> **TEXTO DA PÁGINA**
+-------+

Alguns veem, na carta, uma síntese da teologia paulina, quando Paulo considerava terminada a sua missão No oriente. O tema mais importante da carta é o que o autor chama “o mistério”: o projeto salvador de Deus, definido e elaborado desde sempre, escondido durante séculos, revelado e concretizado plenamente em Jesus, comunicado aos apóstolos e, nos “últimos tempos”, tornado presente no Mundo pela Igreja. O trecho em apreço aparece no início da carta. É um hino litúrgico que deve ter circulado nas comunidades cristãs, antes de ser enxertado aqui por Paulo. Pertence ao género da “bênção”, frequente na liturgia judaica. Exprime o louvor e o reconhecimento pelo maravilhoso projeto de salvação que Deus pôs em marcha. O hino tem estrutura trinitária: refere o projeto do Pai, concretizado pelo Filho e selado pelo Espírito.

A doxologia que a perícopa nos apresenta dirige-se a Deus, pois Ele é a fonte última de todas as graças concedidas aos homens, e pode dividir-se em três partes.

Na primeira parte, refere-se, em contexto de louvor, a ação de Deus. O Pai, no seu amor infinito, cumulou-nos das suas bênçãos. Elegeu-nos, desde sempre (“antes da criação do Mundo”), para sermos “santos e irrepreensíveis”. O termo “santo” indica a situação de quem foi separado do Mundo e consagrado a Deus, para o seu serviço; e o termo “irrepreensível” era usado para falar das vítimas oferecidas em sacrifício a Deus, imaculadas e sem defeito, pelo que significa uma santidade (isto é, consagração a Deus) verdadeira e radical, que não é meramente externa, mas toca o mais profundo do nosso ser. Contudo, além de nos eleger, o Pai predestinou-nos “para sermos seus filhos adotivos”. Por Cristo, o Pai ofereceu-nos a sua Vida e convidou-nos a integrar a sua família como filhos. Esta adoção torna-nos participantes da natureza de Deus. A eleição e a adoção resultam do imenso amor de Deus por nós, amor gratuito, incondicional e radical. Respondemos a Deus, aos seus dons maravilhosos, com o louvor e com a ação de graças.

Na segunda parte, o hinógrafo reflete sobre a ação de Cristo no desígnio salvador de Deus em prol dos homens. Cumprindo o projeto do Pai, Cristo veio ao nosso encontro e apontou-nos caminhos de Vida. Ofereceu a vida até à morte, para nos mostrar a Vida de Deus. Derramou o seu sangue, para nos libertar do egoísmo, do pecado e do que leva à morte. Com a sua vida e com a sua morte, ensinou-nos a viver no amor, no amor total e radical. Porém, Cristo fez mais: com a sua vida e com a sua entrega, mostrou-nos o amor que o Pai nos tem e deu-nos a conhecer o “mistério” da sua vontade. O conceito paulino de “mistério” designa o projeto salvador de Deus, oculto durante muitos séculos, mas revelado aos homens na vida, nas palavras e nos gestos de Jesus Cristo. O objetivo final do projeto de Deus é “instaurar todas as coisas em Cristo, tudo o que há nos Céus e na terra”, de modo que, na plenitude dos tempos, Cristo seja o centro para o qual tudo converge e à volta do qual tudo se articula, em total harmonia. Quem adere a Cristo e aceita viver de acordo com a sua proposta (os que ouviram “a palavra da verdade, o Evangelho da salvação” e abraçaram a fé) entram na família de Deus e tornam-se filhos adotivos de Deus, herdeiros dos bens eternos. Para isso, fomos eleitos e predestinados desde toda a eternidade.

+-------+

> **DADOS APRESENTADOS**
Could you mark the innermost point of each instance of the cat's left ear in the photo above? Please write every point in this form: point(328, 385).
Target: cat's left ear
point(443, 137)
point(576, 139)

+-------+

> **O QUE FAZER**
Diga se cada afirmação concorda com o texto sobre o hino da carta. Responda sim ou não e cite literalmente as palavras do texto que o decidem. (a) O hino tem estrutura trinitária. (b) O hino pertence ao género do salmo. (c) A doxologia dirige-se a Cristo.

> **RESPOSTA AO EXERCÍCIO**
(a) Sim: «O hino tem estrutura trinitária»
(b) Não: «Pertence ao género da “bênção”, frequente na liturgia judaica»
(c) Não: «A doxologia que a perícopa nos apresenta dirige-se a Deus»